▸ Directions
Express the records from the line containing "of the person's" through the line containing "[(54, 75), (115, 96)]", both lines included, as a two-column CSV with the header record_text,answer. Give each record one row, with its text and its answer each in a single quoted field and any line breaks replaced by spaces.

________________________________________

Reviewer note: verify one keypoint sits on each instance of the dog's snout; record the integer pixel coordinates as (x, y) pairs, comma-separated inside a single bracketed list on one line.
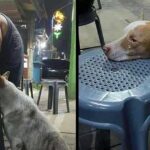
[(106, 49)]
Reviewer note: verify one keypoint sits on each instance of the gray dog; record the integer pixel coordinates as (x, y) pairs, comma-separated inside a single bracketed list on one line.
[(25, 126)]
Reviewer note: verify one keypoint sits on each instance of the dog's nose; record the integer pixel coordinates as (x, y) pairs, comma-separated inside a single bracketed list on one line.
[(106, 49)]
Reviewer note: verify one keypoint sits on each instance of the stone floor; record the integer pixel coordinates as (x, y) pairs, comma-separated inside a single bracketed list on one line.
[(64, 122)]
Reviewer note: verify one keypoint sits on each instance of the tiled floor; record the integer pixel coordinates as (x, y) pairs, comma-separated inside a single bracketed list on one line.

________________________________________

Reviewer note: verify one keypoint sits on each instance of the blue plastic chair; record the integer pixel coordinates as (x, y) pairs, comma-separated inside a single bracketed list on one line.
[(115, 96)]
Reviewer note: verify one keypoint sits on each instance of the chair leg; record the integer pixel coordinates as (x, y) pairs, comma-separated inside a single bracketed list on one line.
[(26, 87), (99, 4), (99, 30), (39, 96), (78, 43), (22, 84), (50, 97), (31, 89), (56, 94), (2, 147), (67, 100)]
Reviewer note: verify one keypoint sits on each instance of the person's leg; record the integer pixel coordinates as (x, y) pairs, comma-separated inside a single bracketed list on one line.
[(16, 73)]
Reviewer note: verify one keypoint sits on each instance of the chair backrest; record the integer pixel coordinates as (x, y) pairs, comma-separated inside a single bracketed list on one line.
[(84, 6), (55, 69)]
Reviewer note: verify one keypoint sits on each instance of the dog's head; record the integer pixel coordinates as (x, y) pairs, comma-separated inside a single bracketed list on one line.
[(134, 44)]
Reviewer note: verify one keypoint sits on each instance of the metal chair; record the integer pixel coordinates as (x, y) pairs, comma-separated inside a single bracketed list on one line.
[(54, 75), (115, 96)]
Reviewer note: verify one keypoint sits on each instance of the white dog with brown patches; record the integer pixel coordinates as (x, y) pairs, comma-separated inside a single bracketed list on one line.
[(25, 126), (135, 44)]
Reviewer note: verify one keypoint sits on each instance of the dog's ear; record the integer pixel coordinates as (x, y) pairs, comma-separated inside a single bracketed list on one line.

________________________________________

▸ Solution
record_text,answer
"Reviewer note: verify one keypoint sits on each instance of the person's leg; record the integer pixel coordinates as (x, y) pairs, comma-separated inside a single bracketed list on one line.","[(16, 73)]"
"Reviewer note: verify one keypoint sits on each instance of the chair backrest; record the integer pixel coordinates as (x, y) pairs, comma-separated inside a single bracketed list on one line.","[(84, 6), (55, 69)]"
"Reviewer note: verify one keypoint sits on each instance of the dog's head; record the integer pixel coordinates as (x, y) pairs, comma-separated inside a single bracketed list on one line.","[(134, 44)]"
"Reviewer note: verify one keypoint sits on each instance of the metal chair; record the integer pixel coordinates as (x, y) pairs, comma-separated inside a single bracketed list on one line.","[(54, 75), (115, 96)]"